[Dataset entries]

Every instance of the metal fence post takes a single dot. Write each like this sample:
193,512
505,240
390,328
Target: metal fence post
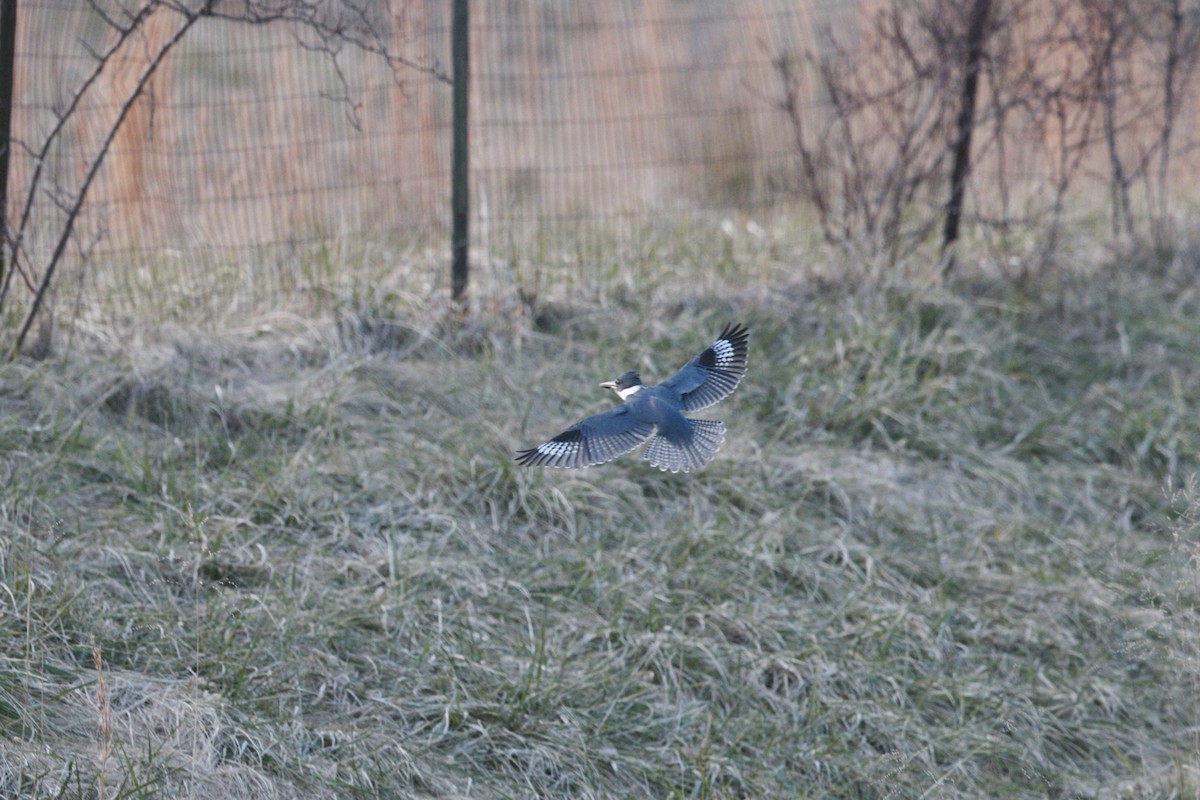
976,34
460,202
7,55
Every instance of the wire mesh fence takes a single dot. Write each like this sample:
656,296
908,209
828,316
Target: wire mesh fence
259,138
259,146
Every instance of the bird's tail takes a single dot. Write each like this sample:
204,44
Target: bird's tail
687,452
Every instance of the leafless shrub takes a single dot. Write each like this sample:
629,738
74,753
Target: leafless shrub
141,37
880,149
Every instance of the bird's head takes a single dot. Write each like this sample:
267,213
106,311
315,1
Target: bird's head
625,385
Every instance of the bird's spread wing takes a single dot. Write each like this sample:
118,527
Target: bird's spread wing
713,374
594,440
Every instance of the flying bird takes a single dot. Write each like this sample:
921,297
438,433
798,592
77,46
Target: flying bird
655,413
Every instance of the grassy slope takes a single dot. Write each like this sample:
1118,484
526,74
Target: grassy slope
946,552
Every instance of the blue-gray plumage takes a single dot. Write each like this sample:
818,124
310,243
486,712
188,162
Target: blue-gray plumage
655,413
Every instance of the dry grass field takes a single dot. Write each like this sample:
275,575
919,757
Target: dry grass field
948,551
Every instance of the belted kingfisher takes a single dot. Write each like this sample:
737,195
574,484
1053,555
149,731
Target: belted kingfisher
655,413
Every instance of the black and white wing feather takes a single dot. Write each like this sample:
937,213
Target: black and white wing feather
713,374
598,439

...

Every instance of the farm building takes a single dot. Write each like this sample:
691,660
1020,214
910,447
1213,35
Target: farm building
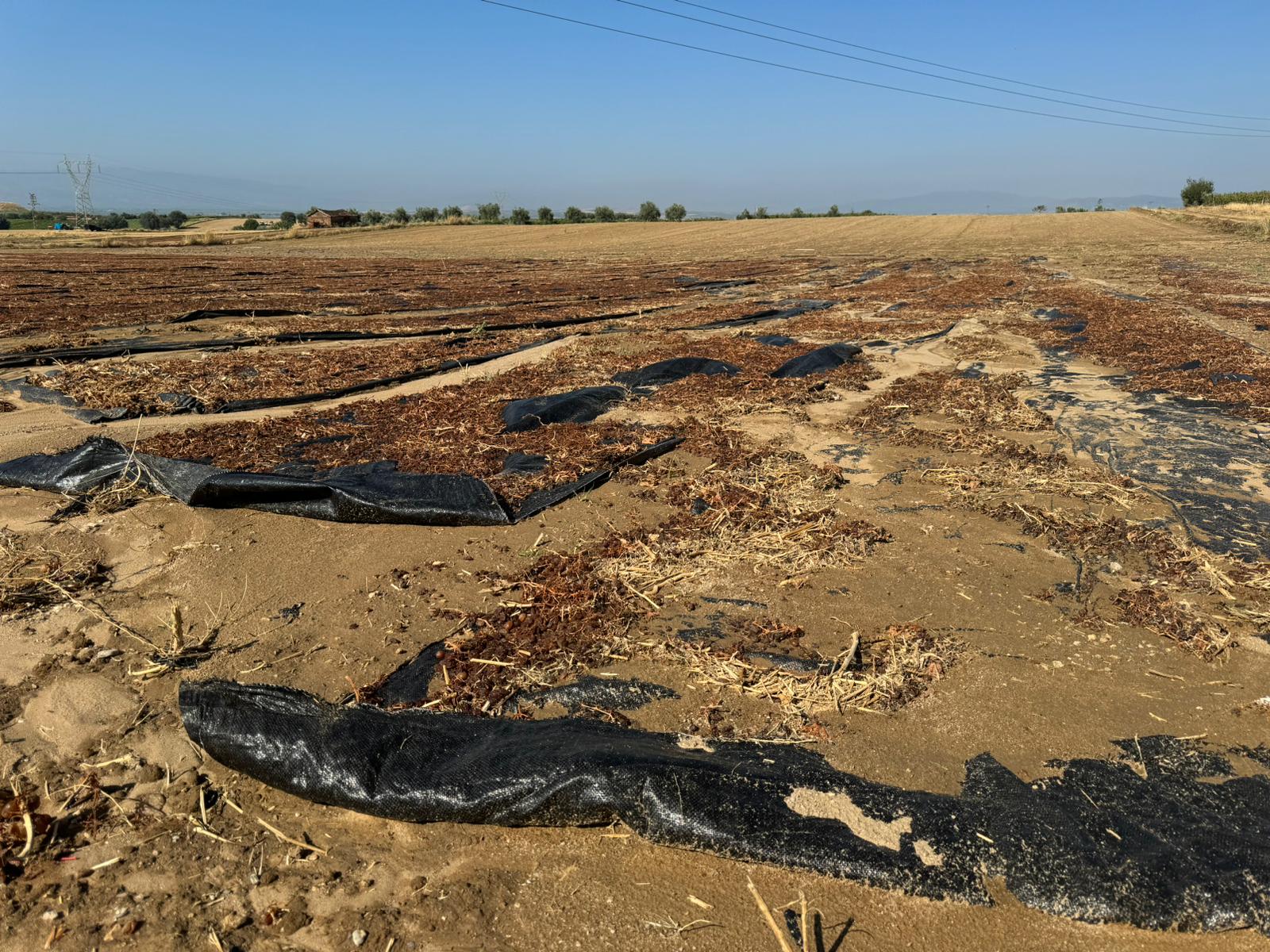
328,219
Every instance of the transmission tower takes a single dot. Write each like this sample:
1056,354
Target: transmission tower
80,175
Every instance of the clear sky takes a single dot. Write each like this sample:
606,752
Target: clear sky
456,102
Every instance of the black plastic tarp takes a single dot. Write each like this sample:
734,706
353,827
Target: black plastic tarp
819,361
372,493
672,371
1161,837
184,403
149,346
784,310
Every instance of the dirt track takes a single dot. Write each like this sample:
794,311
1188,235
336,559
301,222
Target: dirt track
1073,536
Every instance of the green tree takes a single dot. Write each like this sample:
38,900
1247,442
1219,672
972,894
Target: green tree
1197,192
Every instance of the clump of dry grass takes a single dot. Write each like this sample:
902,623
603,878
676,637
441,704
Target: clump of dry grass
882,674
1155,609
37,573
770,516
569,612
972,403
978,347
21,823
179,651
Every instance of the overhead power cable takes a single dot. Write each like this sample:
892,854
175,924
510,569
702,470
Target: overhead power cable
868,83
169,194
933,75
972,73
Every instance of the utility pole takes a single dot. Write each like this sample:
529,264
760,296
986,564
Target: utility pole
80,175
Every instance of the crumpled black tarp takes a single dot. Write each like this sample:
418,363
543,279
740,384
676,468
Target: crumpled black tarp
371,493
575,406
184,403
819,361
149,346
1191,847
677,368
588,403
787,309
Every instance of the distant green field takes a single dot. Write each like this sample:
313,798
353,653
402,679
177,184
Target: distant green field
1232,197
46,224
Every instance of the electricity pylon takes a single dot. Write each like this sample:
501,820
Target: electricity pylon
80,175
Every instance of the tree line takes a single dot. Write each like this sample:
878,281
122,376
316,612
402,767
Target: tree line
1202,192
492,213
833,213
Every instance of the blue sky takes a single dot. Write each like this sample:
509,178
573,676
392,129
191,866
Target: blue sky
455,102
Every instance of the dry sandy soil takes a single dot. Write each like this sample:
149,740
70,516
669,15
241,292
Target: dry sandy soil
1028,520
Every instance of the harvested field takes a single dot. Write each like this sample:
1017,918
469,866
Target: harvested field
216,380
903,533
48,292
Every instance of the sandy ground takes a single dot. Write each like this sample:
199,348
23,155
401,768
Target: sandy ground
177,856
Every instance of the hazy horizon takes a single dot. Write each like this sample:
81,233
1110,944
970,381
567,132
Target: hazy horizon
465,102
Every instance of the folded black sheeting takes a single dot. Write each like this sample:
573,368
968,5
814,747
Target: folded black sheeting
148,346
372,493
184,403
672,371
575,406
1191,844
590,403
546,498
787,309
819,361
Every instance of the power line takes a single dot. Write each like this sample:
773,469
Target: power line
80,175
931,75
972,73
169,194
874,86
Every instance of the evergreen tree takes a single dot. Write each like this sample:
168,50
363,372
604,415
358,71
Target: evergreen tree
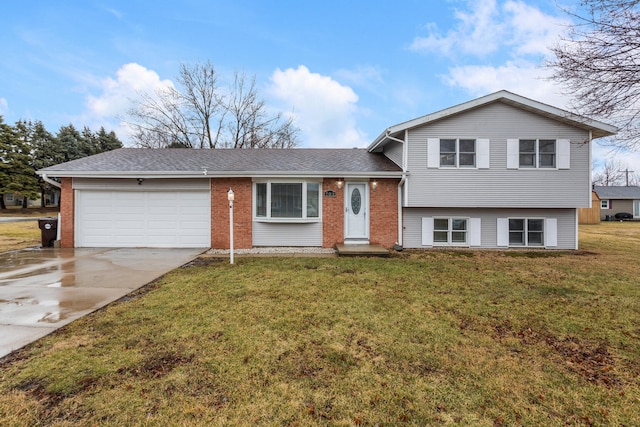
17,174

### Problem requirements
Filter the lines above, keeping each one that contains the word "plastic" with matching case, and copy those lines.

### Task output
Every instance of the black plastic tarp takes a single dot. Write each like this sample:
Target: black plastic tarp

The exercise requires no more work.